▶ _Tarefa_: Reescreva o texto sobre a peça de "Ao contrário da" a "determinação para materializá-lo.", trocando "irascível" por "irritadiço".

▶ _Texto extraído_:

No presente caso, "...cinco amigos se reencontram após uma década. Os anfitriões Martine e Jacques hospedam temporariamente Georges, o amigo intelectual deprimido, e decidem oferecer um jantar a Charlotte e seu marido, um famoso apresentador de TV. Fred, irmão de Martine, e sua noiva Marilyn também comparecem. A tensão no ambiente começa com o atraso de duas horas do principal casal convidado e se estende durante o jantar, o que leva Georges, que não esconde ressentimentos do passado com Charlotte e o marido, a se comportar de forma arredia e descortês...
O clímax do desconforto acontece quando Fred, jogador e malandro incorrigível, propõe ao convidado ilustre uma partida de pôquer a dinheiro, que se prolonga indefinidamente na sala e faz explodir na cozinha as mágoas acumuladas do passado: Georges e Charlotte discutem o fracasso da relação que tiveram no passado, enquanto Martine e seu marido se desesperam, envergonhados, com a situação embaraçosa em que se meteu o apresentador de TV, presa fácil para o jogo de Fred".
Os dois parágrafos acima foram extraídos do release que me foi enviado, e sintetizam o enredo de "Cozinha e dependências", dos mesmos autores de "Um dia como os outros": Agnès Jaoui e Jean-Pierre Bacri. Os dois espetáculos estão sendo exibidos no Teatro Poeira, sob a mesma direção (Bianca Byington e Leonardo Netto) e com o mesmo elenco, exceção feita a Analu Prestes, que só participa de "Um dia como os outros": Bianca Byington (Martine), Márcio Vito (Jacques), Kiko Mascarenhas (Georges), Silvia Buarque (Charlotte) e Leandro Castilho (Fred), cabendo registrar que os personagens Marilyn, o marido de Charlotte e o apresentador de TV não aparecem na cena, sendo apenas mencionados.
Ao contrário da peça já analisada, e ainda que contendo algumas passagens engraçadas, nesta o clima é bem mais dramático, e os desencontros, mágoas e agressividades predominam. Jacques e Martine, por exemplo, formam um casal que, se um dia se amaram, no momento apenas se suportam; ele, sempre irascível, destemperado e rígido; ela, completamente perdida em seu presente, desejando conferir um novo rumo à sua existência, mas sem a indispensável determinação para materializá-lo.

▶ _Registros fornecidos_:
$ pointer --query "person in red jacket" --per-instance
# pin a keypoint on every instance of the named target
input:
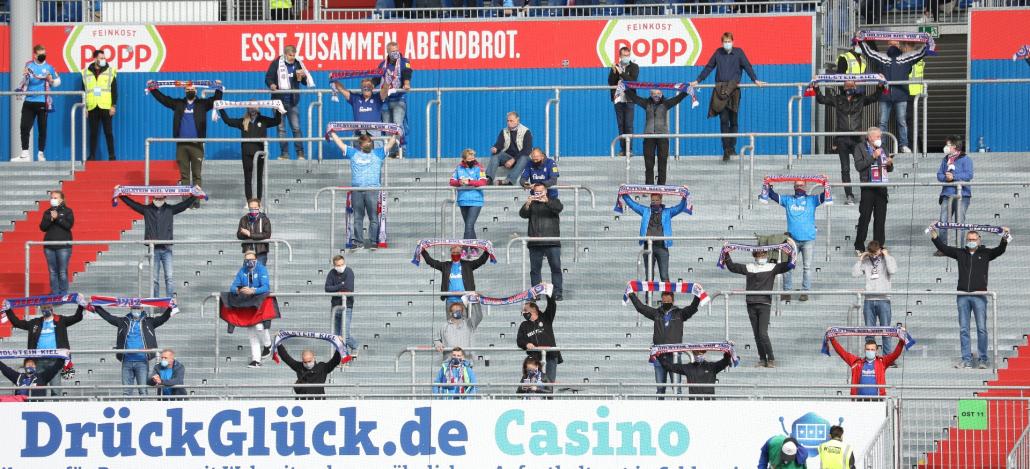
(868, 369)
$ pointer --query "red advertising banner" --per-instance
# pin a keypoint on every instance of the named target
(997, 34)
(439, 45)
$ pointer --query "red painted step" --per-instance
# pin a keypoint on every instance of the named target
(89, 194)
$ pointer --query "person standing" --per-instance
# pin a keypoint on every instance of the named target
(543, 213)
(57, 224)
(621, 71)
(252, 125)
(38, 76)
(285, 73)
(101, 87)
(254, 227)
(190, 121)
(872, 164)
(656, 122)
(974, 262)
(728, 63)
(469, 173)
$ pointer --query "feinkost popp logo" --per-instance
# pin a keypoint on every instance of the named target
(655, 42)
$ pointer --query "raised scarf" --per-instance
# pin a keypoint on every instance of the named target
(673, 287)
(380, 211)
(783, 247)
(884, 331)
(265, 103)
(473, 247)
(767, 182)
(336, 340)
(969, 227)
(521, 297)
(157, 191)
(678, 191)
(725, 347)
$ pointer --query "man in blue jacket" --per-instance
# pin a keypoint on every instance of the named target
(956, 166)
(800, 209)
(656, 220)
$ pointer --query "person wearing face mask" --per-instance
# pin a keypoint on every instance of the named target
(308, 370)
(872, 163)
(729, 63)
(870, 368)
(101, 87)
(38, 76)
(167, 374)
(656, 122)
(848, 105)
(57, 224)
(135, 331)
(656, 220)
(159, 224)
(623, 70)
(974, 262)
(759, 276)
(341, 278)
(800, 209)
(252, 125)
(956, 166)
(468, 174)
(254, 227)
(511, 151)
(667, 328)
(190, 121)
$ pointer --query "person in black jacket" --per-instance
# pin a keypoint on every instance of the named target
(159, 224)
(623, 70)
(254, 227)
(760, 276)
(189, 121)
(667, 327)
(308, 371)
(135, 332)
(252, 125)
(538, 331)
(341, 278)
(697, 371)
(974, 262)
(543, 213)
(57, 224)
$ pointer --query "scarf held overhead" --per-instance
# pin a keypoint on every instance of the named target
(885, 331)
(336, 340)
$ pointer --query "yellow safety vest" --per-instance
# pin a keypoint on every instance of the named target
(855, 66)
(917, 73)
(98, 89)
(834, 455)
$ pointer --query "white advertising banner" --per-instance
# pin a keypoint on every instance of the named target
(441, 434)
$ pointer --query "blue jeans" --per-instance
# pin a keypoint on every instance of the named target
(470, 214)
(878, 312)
(365, 203)
(957, 213)
(163, 260)
(134, 373)
(343, 328)
(805, 250)
(976, 305)
(57, 263)
(900, 109)
(293, 118)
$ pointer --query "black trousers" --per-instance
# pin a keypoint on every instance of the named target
(873, 204)
(759, 315)
(96, 118)
(33, 112)
(248, 170)
(655, 147)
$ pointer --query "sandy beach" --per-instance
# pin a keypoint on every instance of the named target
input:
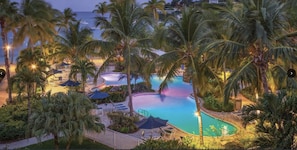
(52, 86)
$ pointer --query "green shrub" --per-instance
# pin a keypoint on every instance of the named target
(162, 144)
(249, 93)
(122, 123)
(211, 103)
(233, 145)
(13, 120)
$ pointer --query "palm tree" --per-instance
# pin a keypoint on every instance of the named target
(101, 8)
(128, 34)
(84, 68)
(37, 23)
(7, 11)
(31, 72)
(71, 42)
(153, 6)
(68, 114)
(27, 77)
(181, 41)
(65, 18)
(259, 42)
(276, 119)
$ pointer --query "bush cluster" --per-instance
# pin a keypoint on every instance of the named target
(13, 121)
(211, 103)
(122, 122)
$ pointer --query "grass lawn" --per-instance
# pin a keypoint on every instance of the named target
(87, 144)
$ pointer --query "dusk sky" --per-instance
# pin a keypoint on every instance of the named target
(80, 5)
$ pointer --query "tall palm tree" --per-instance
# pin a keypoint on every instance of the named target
(101, 8)
(276, 119)
(31, 72)
(7, 12)
(65, 18)
(28, 77)
(128, 34)
(153, 6)
(84, 68)
(71, 42)
(37, 23)
(259, 41)
(182, 39)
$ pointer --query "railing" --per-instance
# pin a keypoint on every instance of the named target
(143, 112)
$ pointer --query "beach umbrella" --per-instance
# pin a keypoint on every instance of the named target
(98, 95)
(151, 123)
(70, 83)
(63, 64)
(56, 71)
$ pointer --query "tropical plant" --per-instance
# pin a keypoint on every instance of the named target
(13, 121)
(71, 42)
(7, 12)
(84, 68)
(27, 80)
(153, 6)
(126, 37)
(276, 118)
(181, 40)
(259, 45)
(66, 114)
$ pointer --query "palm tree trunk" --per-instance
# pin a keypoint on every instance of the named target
(29, 87)
(198, 113)
(264, 78)
(83, 86)
(56, 141)
(7, 65)
(130, 104)
(68, 143)
(224, 70)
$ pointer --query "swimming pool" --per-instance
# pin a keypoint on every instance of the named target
(175, 106)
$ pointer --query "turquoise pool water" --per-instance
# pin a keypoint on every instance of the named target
(175, 106)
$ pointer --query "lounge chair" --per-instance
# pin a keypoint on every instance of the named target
(150, 135)
(167, 132)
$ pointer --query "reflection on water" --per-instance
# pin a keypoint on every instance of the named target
(174, 105)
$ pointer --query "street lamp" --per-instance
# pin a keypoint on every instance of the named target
(33, 66)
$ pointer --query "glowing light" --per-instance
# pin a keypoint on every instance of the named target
(8, 47)
(196, 114)
(33, 66)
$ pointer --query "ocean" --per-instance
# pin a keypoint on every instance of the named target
(87, 20)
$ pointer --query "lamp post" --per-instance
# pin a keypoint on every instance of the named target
(33, 67)
(7, 67)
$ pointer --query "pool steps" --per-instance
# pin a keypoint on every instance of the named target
(143, 112)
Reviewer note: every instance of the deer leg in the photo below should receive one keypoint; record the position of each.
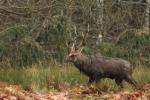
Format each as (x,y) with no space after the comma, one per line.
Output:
(119,82)
(130,80)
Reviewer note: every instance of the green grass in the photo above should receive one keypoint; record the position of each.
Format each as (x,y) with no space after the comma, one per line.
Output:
(42,78)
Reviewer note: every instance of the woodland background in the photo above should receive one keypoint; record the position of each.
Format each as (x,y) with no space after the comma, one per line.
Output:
(33,36)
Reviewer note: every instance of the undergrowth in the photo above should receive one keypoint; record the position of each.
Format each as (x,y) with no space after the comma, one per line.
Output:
(58,77)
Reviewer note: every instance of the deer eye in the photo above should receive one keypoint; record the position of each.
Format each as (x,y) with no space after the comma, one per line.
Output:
(72,55)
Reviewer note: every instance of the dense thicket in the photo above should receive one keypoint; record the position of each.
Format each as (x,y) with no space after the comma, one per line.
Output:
(34,31)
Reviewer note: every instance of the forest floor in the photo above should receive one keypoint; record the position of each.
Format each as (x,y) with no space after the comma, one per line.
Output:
(16,92)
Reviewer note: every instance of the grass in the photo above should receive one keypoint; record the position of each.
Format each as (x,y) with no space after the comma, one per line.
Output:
(42,78)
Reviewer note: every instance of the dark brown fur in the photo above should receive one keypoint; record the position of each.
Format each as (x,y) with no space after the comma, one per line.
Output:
(102,67)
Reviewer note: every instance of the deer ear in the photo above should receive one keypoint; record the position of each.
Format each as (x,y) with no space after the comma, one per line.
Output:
(80,49)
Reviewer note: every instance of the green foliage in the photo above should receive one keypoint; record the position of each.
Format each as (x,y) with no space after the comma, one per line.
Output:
(17,48)
(131,46)
(42,78)
(54,37)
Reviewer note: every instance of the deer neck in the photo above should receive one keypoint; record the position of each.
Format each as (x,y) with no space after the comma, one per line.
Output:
(82,61)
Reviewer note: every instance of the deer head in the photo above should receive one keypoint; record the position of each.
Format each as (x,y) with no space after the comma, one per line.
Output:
(74,50)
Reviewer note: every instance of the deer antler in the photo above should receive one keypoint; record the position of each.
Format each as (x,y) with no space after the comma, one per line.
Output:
(84,36)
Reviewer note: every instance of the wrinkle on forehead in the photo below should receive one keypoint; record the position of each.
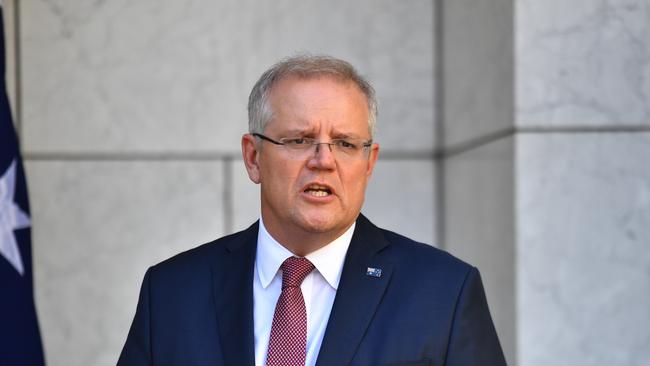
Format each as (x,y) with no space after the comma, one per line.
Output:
(318,105)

▶ _Resolução escrita_:
Ao contrário da peça já analisada, e ainda que contendo algumas passagens engraçadas, nesta o clima é bem mais dramático, e os desencontros, mágoas e agressividades predominam. Jacques e Martine, por exemplo, formam um casal que, se um dia se amaram, no momento apenas se suportam; ele, sempre irritadiço, destemperado e rígido; ela, completamente perdida em seu presente, desejando conferir um novo rumo à sua existência, mas sem a indispensável determinação para materializá-lo.